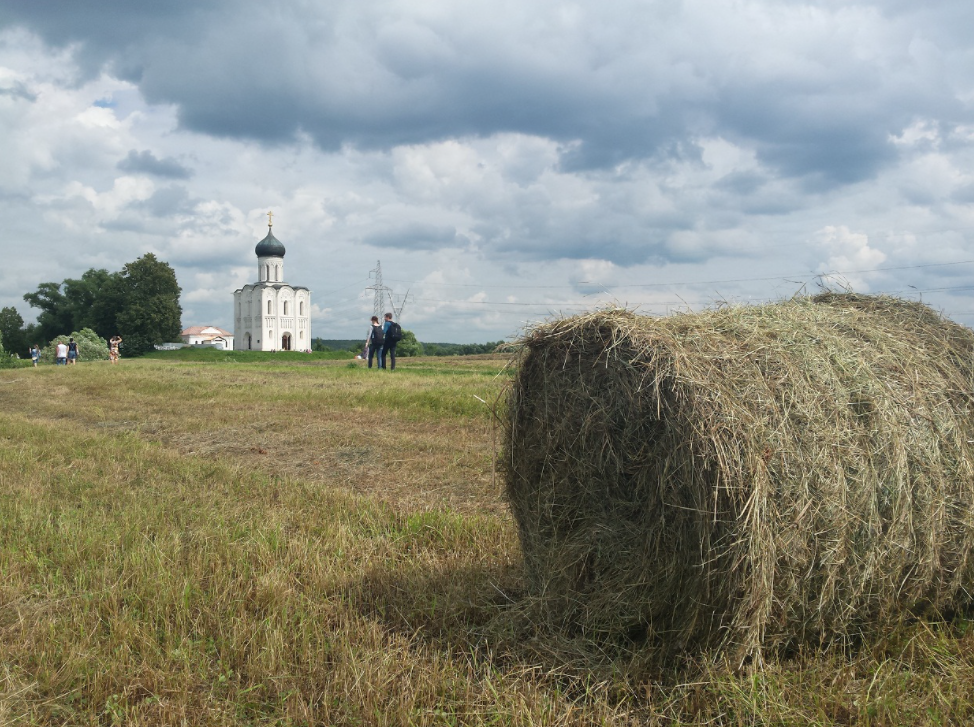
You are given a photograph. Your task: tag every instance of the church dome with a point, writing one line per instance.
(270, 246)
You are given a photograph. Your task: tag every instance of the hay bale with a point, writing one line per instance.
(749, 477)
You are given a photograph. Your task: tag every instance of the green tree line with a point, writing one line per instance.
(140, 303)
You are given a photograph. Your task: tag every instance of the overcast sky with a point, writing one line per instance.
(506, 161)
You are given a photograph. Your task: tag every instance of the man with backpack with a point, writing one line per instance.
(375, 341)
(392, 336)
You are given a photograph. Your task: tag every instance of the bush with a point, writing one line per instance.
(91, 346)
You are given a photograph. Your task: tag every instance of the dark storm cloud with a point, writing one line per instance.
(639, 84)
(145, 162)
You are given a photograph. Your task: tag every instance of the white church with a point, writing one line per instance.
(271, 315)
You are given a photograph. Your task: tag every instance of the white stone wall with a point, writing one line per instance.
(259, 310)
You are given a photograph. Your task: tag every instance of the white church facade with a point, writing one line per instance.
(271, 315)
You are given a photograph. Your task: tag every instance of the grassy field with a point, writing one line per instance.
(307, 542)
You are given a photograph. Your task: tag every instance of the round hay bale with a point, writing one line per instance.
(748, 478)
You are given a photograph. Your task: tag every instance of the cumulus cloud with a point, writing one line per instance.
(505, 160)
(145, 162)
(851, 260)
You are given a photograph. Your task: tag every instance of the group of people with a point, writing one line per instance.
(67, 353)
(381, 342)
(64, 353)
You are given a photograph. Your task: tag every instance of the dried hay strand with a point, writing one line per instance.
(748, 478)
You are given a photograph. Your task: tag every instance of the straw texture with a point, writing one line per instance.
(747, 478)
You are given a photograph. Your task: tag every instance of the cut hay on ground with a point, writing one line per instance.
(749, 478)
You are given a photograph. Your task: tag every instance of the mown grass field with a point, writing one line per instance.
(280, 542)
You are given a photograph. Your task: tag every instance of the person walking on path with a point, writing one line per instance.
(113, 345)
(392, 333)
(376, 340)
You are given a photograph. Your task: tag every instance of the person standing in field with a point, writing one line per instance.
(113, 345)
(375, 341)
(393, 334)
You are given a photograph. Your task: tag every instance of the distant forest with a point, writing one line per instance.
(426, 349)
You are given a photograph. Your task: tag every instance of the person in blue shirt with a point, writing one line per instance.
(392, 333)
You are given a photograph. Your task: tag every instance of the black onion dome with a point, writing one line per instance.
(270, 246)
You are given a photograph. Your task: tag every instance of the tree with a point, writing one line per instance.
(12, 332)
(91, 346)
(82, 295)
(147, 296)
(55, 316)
○ ○ ○
■ **REQUIRED TASK**:
Copy every one of the lines above word for word, and leave the picture out of your answer.

■ **FINAL RESULT**:
You are given a photograph. Your task: tag every instance of the church dome with a point, writing one line per instance.
(270, 246)
You are given a photograph. Your task: tag every instance of the hay bale with a point, writing one line per instance.
(749, 477)
You are given a photograph. Your task: tag every instance of the green tree line with a point, writing one line per instance.
(140, 303)
You are given a photograph. Your task: tag every instance of the overcast sky with a point, writing one line per instance.
(506, 161)
You are given a photograph. Your task: tag every instance of the man with backpack with a point, writing one line per instance.
(375, 341)
(392, 336)
You are given a photograph. Your task: tag every instance of the bush with a point, writing one line per instance.
(91, 346)
You are given a photograph. Your task: tag every instance of the dark storm cloud with a point, writing one line per instance.
(639, 84)
(145, 162)
You are given a photograph. Your task: tag every instance of the white church with a point, writing one line per instance.
(271, 315)
You are given a photograph. Your task: tag every instance of the white stone wall with a point, writing one line per instance.
(259, 310)
You are given a photograph. Your task: tag every instance of the white church facade with a point, writing one line per instance.
(271, 315)
You are given a photograph. Your task: tag every instance of the grassy field with a point, writing one line per instance.
(307, 542)
You are given a photograph. Your task: tag every instance of the round hay bale with a point, writing one line per instance.
(748, 478)
You are given a photograph. Your task: tag every instance of the cumulus cloud with a point, writing one line per instance.
(505, 160)
(145, 162)
(851, 260)
You are given a photograph. Your task: tag every instance of the group of people with a point, writing one line per instance.
(67, 353)
(381, 342)
(64, 353)
You are given a photograph. Your task: tag every instance of the dried hay strand with a point, writing one line per instance.
(748, 478)
You are given a photograph. Your task: tag every instance of the straw texture with a point, writing one line per instance.
(747, 478)
You are given a photograph. Your task: tag every instance of the cut hay on ground with a point, writing one line per instance.
(749, 478)
You are given a photograph. Your task: tag every instance of the mown grass field with a point, writing one line per instance.
(280, 542)
You are given a photograph. Your task: tag every instance of the person walking on path with a point, writing one line per instance.
(113, 345)
(392, 333)
(376, 340)
You are given a photograph. Your task: tag every instance of the person standing in field with a point, writing one line per instance.
(113, 345)
(375, 341)
(393, 334)
You are given a photograph. Your task: tag every instance of the distant forest with a point, writing one line per instance.
(426, 349)
You are given a photograph. Your task: tag every instance of the person in blue shirt with a point, writing one line per instance.
(392, 333)
You are given a photograph. Your task: tag every instance of the black onion dome with a point, writing one line per instance.
(270, 246)
You are given a photograph. Your task: tag every instance of the tree with a point, writing one line per instance.
(12, 332)
(91, 346)
(82, 295)
(147, 296)
(55, 316)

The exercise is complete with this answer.